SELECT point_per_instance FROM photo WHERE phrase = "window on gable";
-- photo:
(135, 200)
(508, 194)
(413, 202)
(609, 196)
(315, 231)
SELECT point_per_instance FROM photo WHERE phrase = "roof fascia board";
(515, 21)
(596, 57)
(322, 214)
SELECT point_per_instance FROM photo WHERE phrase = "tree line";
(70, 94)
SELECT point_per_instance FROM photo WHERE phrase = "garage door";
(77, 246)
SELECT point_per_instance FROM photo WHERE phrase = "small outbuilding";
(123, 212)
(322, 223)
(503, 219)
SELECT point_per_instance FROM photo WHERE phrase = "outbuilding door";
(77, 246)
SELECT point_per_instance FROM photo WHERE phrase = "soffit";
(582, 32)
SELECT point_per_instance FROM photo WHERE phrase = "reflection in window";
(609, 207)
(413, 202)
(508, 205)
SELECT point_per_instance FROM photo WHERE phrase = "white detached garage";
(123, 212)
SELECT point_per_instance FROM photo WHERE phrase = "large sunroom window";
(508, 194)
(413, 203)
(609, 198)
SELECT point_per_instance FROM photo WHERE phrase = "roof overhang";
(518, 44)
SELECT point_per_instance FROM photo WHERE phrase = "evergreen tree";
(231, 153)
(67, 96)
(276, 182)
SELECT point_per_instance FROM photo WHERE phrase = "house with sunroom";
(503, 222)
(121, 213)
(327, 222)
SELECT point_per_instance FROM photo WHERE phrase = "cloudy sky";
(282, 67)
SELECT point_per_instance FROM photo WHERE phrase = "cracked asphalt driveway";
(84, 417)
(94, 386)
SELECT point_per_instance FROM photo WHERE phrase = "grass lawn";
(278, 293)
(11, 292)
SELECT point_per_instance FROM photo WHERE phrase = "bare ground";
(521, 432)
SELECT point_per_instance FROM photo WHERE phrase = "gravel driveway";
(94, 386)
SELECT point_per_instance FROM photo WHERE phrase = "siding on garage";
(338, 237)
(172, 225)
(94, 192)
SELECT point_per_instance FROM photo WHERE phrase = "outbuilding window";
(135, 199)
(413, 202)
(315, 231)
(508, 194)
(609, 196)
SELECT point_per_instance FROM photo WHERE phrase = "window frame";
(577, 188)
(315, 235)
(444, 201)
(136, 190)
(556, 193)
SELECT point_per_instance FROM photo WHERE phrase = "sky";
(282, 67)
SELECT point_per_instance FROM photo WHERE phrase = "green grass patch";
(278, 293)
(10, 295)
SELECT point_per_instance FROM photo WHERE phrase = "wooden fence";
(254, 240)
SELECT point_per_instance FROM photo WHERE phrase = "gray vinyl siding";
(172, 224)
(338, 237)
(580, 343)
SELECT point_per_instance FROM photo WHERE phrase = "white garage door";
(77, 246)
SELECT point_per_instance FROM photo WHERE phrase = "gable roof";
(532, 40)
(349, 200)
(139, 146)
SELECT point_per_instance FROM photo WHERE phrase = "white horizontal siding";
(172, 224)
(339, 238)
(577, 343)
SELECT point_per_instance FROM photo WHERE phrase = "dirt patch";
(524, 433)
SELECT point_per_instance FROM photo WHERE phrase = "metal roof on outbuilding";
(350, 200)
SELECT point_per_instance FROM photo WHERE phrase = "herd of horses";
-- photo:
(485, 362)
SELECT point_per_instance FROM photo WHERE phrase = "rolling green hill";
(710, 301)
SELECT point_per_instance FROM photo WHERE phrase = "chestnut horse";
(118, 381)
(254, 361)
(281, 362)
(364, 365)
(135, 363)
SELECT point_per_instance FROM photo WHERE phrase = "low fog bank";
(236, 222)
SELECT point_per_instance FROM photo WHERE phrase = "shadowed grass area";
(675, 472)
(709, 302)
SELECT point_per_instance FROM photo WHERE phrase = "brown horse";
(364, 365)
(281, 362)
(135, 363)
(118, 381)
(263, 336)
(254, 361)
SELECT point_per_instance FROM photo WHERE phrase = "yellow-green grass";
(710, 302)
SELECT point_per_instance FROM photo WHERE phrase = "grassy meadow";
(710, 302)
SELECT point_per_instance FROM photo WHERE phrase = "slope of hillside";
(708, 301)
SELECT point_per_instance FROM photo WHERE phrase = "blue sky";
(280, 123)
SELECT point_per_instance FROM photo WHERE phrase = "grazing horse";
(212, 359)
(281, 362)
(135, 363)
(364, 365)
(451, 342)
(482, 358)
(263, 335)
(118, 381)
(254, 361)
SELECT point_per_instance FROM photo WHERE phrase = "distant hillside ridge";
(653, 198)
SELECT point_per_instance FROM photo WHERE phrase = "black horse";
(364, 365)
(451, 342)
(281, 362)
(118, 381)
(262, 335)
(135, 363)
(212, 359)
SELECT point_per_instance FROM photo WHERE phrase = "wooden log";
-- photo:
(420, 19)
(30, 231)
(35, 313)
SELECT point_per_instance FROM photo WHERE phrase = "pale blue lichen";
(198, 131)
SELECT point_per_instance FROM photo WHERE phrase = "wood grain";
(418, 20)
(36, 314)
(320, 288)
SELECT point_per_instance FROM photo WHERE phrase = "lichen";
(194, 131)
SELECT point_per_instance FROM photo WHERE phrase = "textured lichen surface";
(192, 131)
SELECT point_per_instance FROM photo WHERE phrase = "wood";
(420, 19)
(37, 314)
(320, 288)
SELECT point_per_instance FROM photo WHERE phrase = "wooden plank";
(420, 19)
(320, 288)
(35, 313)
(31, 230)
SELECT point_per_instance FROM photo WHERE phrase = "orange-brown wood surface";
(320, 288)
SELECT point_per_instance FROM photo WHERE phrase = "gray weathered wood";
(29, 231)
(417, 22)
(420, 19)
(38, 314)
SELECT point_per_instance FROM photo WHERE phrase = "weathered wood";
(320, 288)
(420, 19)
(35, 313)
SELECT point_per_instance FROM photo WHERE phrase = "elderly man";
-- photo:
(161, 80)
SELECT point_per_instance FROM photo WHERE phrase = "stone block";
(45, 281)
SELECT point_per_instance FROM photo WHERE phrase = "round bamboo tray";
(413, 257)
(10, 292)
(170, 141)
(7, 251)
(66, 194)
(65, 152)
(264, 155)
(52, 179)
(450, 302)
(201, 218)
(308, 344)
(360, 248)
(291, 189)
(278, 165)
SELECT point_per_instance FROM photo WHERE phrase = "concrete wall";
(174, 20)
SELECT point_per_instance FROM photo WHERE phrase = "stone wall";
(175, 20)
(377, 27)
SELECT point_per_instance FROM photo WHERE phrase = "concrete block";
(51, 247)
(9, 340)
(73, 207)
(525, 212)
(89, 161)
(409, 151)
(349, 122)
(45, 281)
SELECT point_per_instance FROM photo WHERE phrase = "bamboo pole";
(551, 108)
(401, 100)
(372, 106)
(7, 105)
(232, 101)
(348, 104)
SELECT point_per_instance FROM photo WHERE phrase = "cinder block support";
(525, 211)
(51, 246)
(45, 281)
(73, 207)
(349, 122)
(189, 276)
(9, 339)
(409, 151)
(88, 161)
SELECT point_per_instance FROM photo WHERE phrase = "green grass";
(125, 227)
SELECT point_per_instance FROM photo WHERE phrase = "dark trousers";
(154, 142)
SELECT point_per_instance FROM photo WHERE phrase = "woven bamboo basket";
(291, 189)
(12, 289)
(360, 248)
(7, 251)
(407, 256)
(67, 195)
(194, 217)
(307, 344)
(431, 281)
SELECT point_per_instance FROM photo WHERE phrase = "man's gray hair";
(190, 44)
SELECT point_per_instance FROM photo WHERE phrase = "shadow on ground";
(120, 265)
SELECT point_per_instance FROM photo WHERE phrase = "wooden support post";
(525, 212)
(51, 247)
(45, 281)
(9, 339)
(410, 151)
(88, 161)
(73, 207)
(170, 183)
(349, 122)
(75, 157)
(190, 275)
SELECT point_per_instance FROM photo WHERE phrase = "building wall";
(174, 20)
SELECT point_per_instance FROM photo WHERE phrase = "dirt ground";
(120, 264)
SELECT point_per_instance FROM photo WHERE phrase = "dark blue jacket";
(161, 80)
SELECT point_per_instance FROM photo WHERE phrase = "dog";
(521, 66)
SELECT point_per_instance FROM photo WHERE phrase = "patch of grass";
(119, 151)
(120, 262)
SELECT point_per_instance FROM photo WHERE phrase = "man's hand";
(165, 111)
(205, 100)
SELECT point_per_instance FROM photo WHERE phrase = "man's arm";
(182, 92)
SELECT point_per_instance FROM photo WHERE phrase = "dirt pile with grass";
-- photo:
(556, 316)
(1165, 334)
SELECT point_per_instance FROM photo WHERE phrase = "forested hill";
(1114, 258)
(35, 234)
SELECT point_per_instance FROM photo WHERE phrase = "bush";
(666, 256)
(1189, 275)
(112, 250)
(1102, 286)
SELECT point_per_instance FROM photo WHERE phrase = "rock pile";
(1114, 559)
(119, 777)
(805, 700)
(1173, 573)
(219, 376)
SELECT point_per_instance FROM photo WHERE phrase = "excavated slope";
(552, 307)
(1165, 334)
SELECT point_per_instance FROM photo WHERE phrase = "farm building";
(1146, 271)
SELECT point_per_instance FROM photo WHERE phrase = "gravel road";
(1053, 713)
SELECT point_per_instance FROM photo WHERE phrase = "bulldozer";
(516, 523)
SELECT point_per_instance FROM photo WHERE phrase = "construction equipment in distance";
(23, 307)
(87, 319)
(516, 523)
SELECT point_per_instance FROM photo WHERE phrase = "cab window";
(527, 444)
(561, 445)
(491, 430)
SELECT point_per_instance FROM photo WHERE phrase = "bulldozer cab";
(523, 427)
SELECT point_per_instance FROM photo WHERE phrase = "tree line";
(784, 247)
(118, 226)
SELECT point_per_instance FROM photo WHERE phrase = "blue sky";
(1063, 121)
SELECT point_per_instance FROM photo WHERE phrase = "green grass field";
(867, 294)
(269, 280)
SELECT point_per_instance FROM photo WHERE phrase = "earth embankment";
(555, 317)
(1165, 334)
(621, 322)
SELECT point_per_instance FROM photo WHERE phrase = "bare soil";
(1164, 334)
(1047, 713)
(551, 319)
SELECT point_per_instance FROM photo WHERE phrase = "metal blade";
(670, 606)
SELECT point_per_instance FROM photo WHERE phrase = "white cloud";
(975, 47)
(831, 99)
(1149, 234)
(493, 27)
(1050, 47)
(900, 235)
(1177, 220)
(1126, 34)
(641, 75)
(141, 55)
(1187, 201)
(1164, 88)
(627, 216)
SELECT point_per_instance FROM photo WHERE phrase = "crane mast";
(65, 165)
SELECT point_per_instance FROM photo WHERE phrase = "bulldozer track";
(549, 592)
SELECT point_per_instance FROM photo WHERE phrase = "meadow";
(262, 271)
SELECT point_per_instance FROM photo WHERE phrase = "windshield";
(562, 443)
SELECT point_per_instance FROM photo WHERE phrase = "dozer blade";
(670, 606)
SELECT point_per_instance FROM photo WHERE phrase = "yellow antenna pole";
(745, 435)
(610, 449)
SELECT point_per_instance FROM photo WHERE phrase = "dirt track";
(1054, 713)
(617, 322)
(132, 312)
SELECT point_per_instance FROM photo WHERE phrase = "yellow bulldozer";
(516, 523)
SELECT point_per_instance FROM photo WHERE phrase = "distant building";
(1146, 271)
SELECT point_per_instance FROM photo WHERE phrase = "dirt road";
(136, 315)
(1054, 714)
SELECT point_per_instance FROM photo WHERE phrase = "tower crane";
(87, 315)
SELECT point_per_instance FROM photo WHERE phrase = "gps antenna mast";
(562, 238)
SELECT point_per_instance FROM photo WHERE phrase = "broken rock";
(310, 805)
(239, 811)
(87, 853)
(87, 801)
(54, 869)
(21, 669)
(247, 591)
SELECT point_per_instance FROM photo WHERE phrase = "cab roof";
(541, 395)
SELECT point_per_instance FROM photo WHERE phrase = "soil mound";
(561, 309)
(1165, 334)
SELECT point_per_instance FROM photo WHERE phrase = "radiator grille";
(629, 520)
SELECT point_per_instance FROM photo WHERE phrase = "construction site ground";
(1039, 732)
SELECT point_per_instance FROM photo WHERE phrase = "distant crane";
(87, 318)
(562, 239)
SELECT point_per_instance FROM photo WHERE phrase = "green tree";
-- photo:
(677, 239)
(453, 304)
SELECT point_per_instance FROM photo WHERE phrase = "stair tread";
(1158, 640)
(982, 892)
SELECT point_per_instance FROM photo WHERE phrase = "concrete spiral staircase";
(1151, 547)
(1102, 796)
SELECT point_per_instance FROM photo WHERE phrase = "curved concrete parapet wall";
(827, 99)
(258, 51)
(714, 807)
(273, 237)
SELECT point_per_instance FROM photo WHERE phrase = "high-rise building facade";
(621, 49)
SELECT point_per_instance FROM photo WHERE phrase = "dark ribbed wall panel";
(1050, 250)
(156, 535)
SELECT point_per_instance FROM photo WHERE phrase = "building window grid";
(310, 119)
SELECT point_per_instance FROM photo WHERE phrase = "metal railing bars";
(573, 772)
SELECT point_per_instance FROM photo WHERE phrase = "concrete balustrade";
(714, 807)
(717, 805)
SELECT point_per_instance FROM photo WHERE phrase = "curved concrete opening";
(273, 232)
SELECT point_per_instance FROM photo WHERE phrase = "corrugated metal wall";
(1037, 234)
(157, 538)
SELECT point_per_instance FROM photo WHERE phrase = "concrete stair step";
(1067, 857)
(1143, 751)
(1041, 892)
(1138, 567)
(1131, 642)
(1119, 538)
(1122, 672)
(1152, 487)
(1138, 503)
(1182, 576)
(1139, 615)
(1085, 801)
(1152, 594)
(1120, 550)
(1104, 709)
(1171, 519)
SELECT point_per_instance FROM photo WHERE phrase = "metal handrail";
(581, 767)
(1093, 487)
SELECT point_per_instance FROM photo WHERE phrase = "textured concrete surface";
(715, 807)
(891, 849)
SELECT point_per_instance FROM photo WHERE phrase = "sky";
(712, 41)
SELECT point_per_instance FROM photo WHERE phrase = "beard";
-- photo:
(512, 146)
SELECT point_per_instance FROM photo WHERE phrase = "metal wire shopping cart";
○ ○ ○
■ Exercise description ■
How many lines of the listing above contain the string "mast"? Reply with the number alone.

■ Response for this exercise ■
2